___ Given passage ___

3 Aussies hope to retire at 70 (Lisa Visentin & Gareth Hutchens in Sydney Morning Herald) Australians will become some of the oldest workers in the world if the government lifts the pension age to 70. Data from the Organisation for Economic Co-Operation and Development shows if Australia lifts the pension age to 70 – as indicated by Federal Treasurer Joe Hockey – it will be doing so years before other countries finish lifting theirs to 67.

Mr Hockey gave his clearest signal yet that Australia’s pension age could rise to 70 in the budget, saying his generation would have to work for longer to prevent serious future budgetary stresses from an ageing population. His plan has been heavily criticised by seniors and the Labor Party, with opposition spokeswoman for families Jenny Macklin saying the legislated rise to 67 had not begun yet, and the government would need to account for serious age discrimination in the workplace before lifting it to 70.

___ Data under study ___

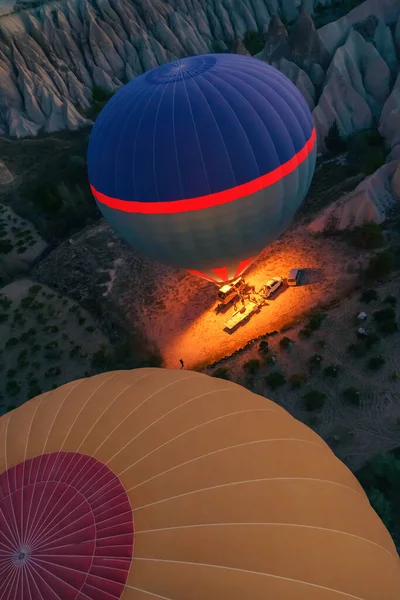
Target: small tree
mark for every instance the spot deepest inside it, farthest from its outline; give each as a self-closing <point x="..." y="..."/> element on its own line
<point x="306" y="332"/>
<point x="296" y="381"/>
<point x="275" y="379"/>
<point x="376" y="362"/>
<point x="352" y="395"/>
<point x="371" y="340"/>
<point x="358" y="350"/>
<point x="333" y="140"/>
<point x="13" y="388"/>
<point x="369" y="296"/>
<point x="252" y="366"/>
<point x="314" y="400"/>
<point x="315" y="361"/>
<point x="384" y="314"/>
<point x="381" y="265"/>
<point x="331" y="371"/>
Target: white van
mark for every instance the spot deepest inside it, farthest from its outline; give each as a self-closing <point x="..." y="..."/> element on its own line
<point x="294" y="277"/>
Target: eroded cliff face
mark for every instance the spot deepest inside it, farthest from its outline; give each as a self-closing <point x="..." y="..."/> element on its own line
<point x="53" y="55"/>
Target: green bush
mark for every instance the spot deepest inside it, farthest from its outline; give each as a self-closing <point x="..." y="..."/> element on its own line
<point x="371" y="339"/>
<point x="358" y="350"/>
<point x="5" y="247"/>
<point x="296" y="381"/>
<point x="384" y="314"/>
<point x="332" y="371"/>
<point x="314" y="400"/>
<point x="275" y="379"/>
<point x="368" y="236"/>
<point x="252" y="366"/>
<point x="334" y="141"/>
<point x="253" y="41"/>
<point x="369" y="296"/>
<point x="221" y="373"/>
<point x="381" y="265"/>
<point x="352" y="395"/>
<point x="285" y="343"/>
<point x="376" y="362"/>
<point x="315" y="360"/>
<point x="392" y="300"/>
<point x="102" y="360"/>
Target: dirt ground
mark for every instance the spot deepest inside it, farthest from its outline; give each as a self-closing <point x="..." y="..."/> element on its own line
<point x="356" y="433"/>
<point x="181" y="318"/>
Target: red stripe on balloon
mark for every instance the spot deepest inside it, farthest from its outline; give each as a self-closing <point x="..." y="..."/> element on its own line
<point x="203" y="275"/>
<point x="240" y="191"/>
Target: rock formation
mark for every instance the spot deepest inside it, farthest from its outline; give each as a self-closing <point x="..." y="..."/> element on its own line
<point x="372" y="200"/>
<point x="52" y="56"/>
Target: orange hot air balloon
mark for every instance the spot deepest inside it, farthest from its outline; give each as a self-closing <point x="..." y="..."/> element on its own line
<point x="161" y="484"/>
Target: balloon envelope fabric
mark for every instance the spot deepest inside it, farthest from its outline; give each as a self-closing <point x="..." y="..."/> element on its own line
<point x="203" y="162"/>
<point x="168" y="484"/>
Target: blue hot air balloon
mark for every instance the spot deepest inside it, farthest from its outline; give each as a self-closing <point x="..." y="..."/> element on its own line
<point x="203" y="162"/>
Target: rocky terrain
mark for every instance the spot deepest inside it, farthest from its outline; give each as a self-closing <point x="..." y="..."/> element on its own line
<point x="51" y="56"/>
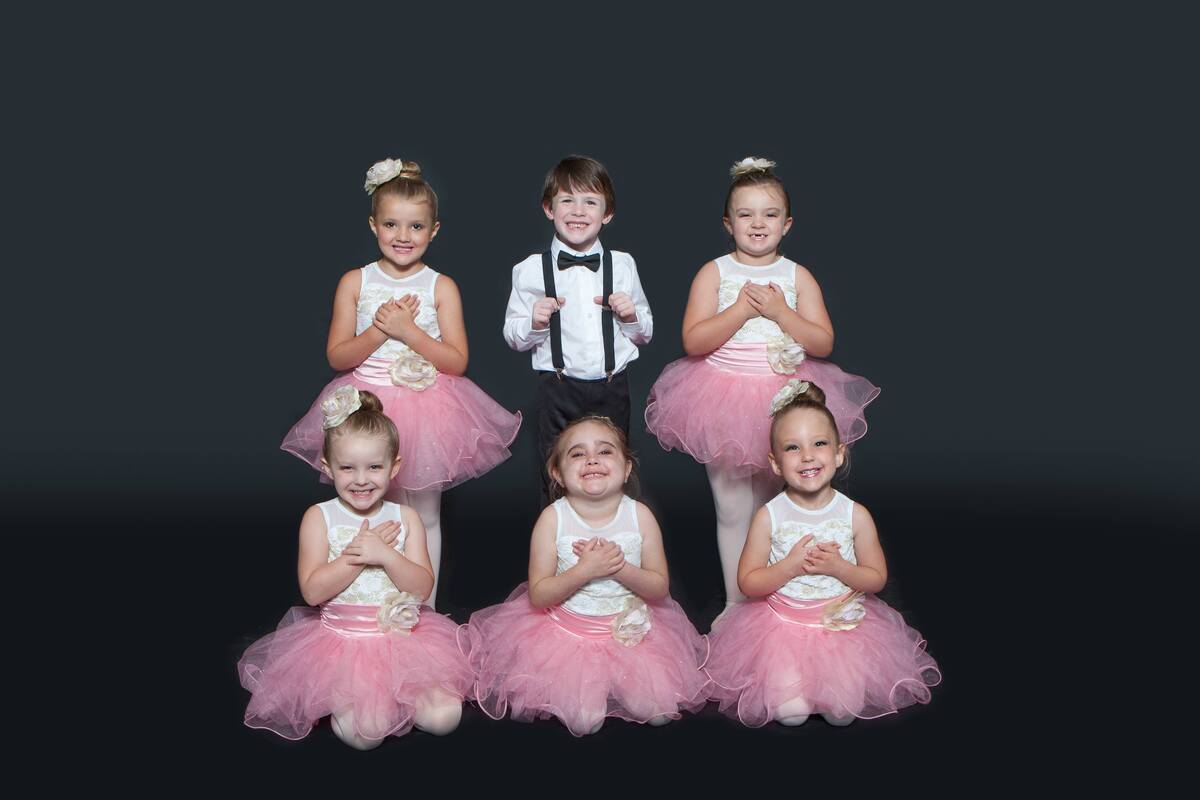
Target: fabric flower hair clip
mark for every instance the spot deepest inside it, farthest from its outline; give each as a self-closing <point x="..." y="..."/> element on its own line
<point x="383" y="172"/>
<point x="750" y="164"/>
<point x="787" y="395"/>
<point x="339" y="405"/>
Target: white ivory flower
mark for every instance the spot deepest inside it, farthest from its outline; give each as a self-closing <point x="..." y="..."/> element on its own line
<point x="631" y="625"/>
<point x="413" y="371"/>
<point x="399" y="613"/>
<point x="790" y="391"/>
<point x="383" y="172"/>
<point x="784" y="354"/>
<point x="339" y="405"/>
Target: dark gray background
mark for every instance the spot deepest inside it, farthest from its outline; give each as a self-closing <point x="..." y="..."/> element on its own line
<point x="991" y="203"/>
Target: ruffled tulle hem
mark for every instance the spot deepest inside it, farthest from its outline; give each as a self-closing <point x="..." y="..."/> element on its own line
<point x="760" y="661"/>
<point x="305" y="671"/>
<point x="721" y="416"/>
<point x="449" y="432"/>
<point x="529" y="667"/>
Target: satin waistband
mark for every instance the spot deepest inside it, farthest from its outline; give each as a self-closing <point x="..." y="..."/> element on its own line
<point x="733" y="356"/>
<point x="375" y="371"/>
<point x="353" y="621"/>
<point x="808" y="613"/>
<point x="583" y="625"/>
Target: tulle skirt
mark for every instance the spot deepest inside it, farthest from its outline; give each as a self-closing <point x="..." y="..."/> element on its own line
<point x="449" y="432"/>
<point x="533" y="665"/>
<point x="318" y="662"/>
<point x="766" y="653"/>
<point x="717" y="408"/>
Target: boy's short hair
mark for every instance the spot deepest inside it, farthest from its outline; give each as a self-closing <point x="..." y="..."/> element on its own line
<point x="579" y="174"/>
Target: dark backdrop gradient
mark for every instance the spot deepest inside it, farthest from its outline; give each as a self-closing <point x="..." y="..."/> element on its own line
<point x="990" y="205"/>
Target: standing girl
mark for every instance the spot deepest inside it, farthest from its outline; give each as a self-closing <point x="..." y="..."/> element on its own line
<point x="371" y="657"/>
<point x="399" y="326"/>
<point x="594" y="633"/>
<point x="754" y="319"/>
<point x="814" y="638"/>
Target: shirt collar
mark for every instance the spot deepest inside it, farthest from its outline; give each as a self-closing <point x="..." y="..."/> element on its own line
<point x="556" y="246"/>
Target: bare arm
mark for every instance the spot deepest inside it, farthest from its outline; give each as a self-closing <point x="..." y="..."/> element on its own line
<point x="343" y="349"/>
<point x="649" y="581"/>
<point x="871" y="571"/>
<point x="409" y="571"/>
<point x="450" y="354"/>
<point x="809" y="323"/>
<point x="547" y="589"/>
<point x="703" y="329"/>
<point x="319" y="577"/>
<point x="757" y="579"/>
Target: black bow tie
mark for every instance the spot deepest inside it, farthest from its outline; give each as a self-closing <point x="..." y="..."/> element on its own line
<point x="565" y="260"/>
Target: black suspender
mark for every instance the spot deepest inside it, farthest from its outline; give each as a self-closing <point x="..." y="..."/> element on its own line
<point x="610" y="358"/>
<point x="556" y="324"/>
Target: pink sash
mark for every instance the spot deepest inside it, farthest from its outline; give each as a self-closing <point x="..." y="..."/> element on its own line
<point x="741" y="358"/>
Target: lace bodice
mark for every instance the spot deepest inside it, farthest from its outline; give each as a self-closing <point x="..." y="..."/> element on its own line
<point x="372" y="584"/>
<point x="733" y="275"/>
<point x="600" y="596"/>
<point x="790" y="523"/>
<point x="378" y="288"/>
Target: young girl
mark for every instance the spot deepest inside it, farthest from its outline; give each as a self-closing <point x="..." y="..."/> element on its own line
<point x="399" y="326"/>
<point x="754" y="319"/>
<point x="371" y="656"/>
<point x="594" y="633"/>
<point x="814" y="639"/>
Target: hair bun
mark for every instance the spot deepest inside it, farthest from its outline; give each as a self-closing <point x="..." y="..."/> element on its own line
<point x="388" y="169"/>
<point x="751" y="164"/>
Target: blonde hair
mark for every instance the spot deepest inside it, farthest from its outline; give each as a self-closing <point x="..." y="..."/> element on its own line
<point x="369" y="421"/>
<point x="407" y="185"/>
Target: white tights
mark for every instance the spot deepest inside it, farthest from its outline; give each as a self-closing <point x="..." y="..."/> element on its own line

___

→ Task instructions
Please repeat the stretch of the passage on raising Australia's pension age from "3 Aussies hope" through "theirs to 67." word for word.

→ The answer
3 Aussies hope to retire at 70 (Lisa Visentin & Gareth Hutchens in Sydney Morning Herald) Australians will become some of the oldest workers in the world if the government lifts the pension age to 70. Data from the Organisation for Economic Co-Operation and Development shows if Australia lifts the pension age to 70 – as indicated by Federal Treasurer Joe Hockey – it will be doing so years before other countries finish lifting theirs to 67.